_Requirement_. Take the line that contains "Give the innermost point of each instance of the shipping" and all lines after it, up to and including the last line of the data, and write them out exactly; nothing else belongs in the answer.
>> START Data for this task
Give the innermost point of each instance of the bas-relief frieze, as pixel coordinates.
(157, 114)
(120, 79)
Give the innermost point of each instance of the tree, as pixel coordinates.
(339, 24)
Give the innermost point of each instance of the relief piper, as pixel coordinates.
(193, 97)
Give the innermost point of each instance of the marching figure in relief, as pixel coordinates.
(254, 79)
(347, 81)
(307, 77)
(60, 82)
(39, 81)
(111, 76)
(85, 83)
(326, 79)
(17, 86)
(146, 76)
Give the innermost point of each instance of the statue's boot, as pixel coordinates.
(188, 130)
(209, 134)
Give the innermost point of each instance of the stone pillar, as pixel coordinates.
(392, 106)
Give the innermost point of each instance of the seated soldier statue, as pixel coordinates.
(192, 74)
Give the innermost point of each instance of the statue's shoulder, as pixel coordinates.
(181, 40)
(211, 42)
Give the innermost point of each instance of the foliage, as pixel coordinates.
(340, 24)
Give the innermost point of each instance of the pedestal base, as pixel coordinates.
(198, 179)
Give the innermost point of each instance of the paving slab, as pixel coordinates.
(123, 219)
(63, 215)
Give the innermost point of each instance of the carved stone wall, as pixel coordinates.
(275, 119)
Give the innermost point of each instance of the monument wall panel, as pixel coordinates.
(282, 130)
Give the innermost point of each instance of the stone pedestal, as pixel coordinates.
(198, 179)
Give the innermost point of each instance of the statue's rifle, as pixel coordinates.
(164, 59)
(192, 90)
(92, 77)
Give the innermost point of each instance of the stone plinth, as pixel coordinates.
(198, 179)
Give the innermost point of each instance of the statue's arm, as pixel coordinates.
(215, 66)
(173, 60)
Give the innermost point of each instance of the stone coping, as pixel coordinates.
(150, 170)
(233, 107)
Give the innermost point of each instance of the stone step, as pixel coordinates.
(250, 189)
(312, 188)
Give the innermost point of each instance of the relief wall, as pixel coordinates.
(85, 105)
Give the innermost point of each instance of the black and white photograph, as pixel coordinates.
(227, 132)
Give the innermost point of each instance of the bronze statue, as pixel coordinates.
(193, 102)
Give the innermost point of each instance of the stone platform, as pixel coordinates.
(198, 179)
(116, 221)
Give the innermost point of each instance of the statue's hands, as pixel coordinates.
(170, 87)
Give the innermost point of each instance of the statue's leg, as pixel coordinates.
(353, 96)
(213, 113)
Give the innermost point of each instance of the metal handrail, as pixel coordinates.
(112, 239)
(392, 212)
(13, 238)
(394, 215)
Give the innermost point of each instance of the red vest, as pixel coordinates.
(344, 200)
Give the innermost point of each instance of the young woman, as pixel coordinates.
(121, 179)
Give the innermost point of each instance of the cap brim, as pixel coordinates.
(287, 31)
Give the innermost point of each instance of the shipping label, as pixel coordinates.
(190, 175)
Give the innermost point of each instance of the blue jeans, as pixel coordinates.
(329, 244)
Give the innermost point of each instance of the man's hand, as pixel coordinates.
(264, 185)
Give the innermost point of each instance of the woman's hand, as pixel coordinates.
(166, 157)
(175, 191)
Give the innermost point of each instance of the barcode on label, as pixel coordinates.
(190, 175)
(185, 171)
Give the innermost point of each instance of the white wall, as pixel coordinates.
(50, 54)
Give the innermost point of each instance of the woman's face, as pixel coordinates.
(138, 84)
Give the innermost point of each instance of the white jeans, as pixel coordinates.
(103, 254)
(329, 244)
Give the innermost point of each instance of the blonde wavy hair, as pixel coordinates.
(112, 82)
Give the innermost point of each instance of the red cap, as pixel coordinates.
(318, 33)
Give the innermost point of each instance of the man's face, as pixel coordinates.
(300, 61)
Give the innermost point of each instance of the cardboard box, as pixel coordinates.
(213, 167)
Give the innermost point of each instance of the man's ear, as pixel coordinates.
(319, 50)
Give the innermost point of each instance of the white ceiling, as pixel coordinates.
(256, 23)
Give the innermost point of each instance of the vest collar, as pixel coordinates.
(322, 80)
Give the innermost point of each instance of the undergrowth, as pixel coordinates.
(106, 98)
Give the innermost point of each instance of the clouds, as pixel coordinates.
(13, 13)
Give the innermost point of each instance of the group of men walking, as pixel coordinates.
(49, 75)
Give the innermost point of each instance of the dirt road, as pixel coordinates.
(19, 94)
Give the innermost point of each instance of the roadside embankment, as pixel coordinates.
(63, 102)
>> END Data for this task
_Reply to the exercise_.
Give the innermost point of each instance of the shipping label, as pixel coordinates.
(190, 175)
Give the innermost point of each instance of the blue jeans, as pixel coordinates.
(329, 244)
Give the innermost point of each instance of the man's hand, as pixel coordinates.
(264, 185)
Give the innermost point of each instance of the woman's hand, as pixel coordinates.
(166, 157)
(175, 191)
Give the innermost point of each instance of the barcode on label, as pixel coordinates.
(190, 175)
(185, 171)
Give the innermost point of each instance of the white wall, as pixel coordinates.
(50, 54)
Give the innermost point of each instance of the woman's face, as pixel coordinates.
(138, 84)
Give the innermost point of each instance of the white jeans, as pixel coordinates.
(103, 254)
(329, 244)
Give the innermost point of each instance of the blonde wavy hair, as pixel coordinates.
(112, 82)
Give the innermost point of each instance of the red cap, as pixel coordinates.
(318, 33)
Give the innermost point of each instance of the man's face, as pixel coordinates.
(300, 61)
Give the innermost point of each instance of the cardboard box, as pixel coordinates.
(213, 167)
Give the innermost point of each instance of the man's ear, as pixel coordinates.
(319, 50)
Give the innermost point of each instance of the white ceiling, as pixel coordinates.
(256, 23)
Give the innermost point of each instance of the vest collar, as pixel coordinates.
(322, 80)
Give the innermost point of each instance of the undergrowth, as pixel coordinates.
(106, 98)
Give the innermost point of each instance of the clouds, as pixel coordinates.
(13, 13)
Give the innermost point of each instance of the group of men walking, as pixel coordinates.
(49, 75)
Give the innermost point of each instance of the dirt road, as pixel coordinates.
(19, 94)
Give the innermost point of each instance of the roadside embankment, as pixel coordinates.
(63, 102)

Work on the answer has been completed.